SUPPLIED PASSAGE:
"""
Tuesday, June 17, 2014

The Starbucks, ASU, and Pearson Scam

If you thought wow! yesterday when Starbucks announced that CoffeeCorp will fund its employees' college educations from here on out, look a little closer before you fill up your mug.  

First off, Arizona State has joined the state-run exploitation college model perfected by the University of Maryland, whereby overseas military personnel and the stateside poor pay for junk degrees while funding lavish campus health clubs and libraries that only the on-campus college crowd can take advantage of.  UMaryland's profits were $350 million annually in 2012.  

ASU hopes to be raking in $200 million a year by 2020 to make party central even more fun the youngsters who can afford to go there.  And who is managing ASU's online biz?  Who else--Pearson.  Alway Earning!

With the help of Starbucks public relations gimmick, ASU may reach its goal sooner than 2020. From MSNBC on Starbucks "free college education":

. . . Sounds great, right? Not according to Sara Goldrick-Rab, professor of educational policy studies and sociology at the University of Wisconsin-Madison, who said she found it “incredibly problematic” that Starbucks has decided to limit its tuition assistance to a single online university.

“ASU Online is a profit venture,” said Goldrick-Rab. “And basically, these two businesses have gotten together and created a monopoly on college ventures for Starbucks employees.”
"""
WHAT TO WORK ON:
**1.** Copy the passage from the Starbucks and ASU post between "If you thought" and "annually in 2012.", inclusive.
**2.** Answer these questions using the Starbucks and ASU post:
(a) What were the University of Maryland's annual profits in 2012?
(b) Who manages ASU's online business?
(c) At which university is Sara Goldrick-Rab a professor?

INFORMATION SUPPLIED:
"""
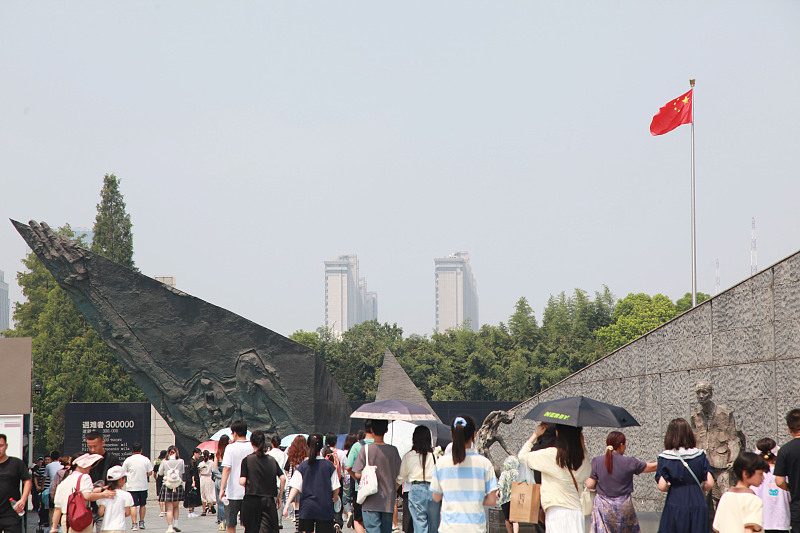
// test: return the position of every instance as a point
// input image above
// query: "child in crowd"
"""
COMPLETED EXERCISE:
**1.**
If you thought wow! yesterday when Starbucks announced that CoffeeCorp will fund its employees' college educations from here on out, look a little closer before you fill up your mug.  

First off, Arizona State has joined the state-run exploitation college model perfected by the University of Maryland, whereby overseas military personnel and the stateside poor pay for junk degrees while funding lavish campus health clubs and libraries that only the on-campus college crowd can take advantage of.  UMaryland's profits were $350 million annually in 2012.

**2.**
(a) $350 million
(b) Pearson
(c) The University of Wisconsin-Madison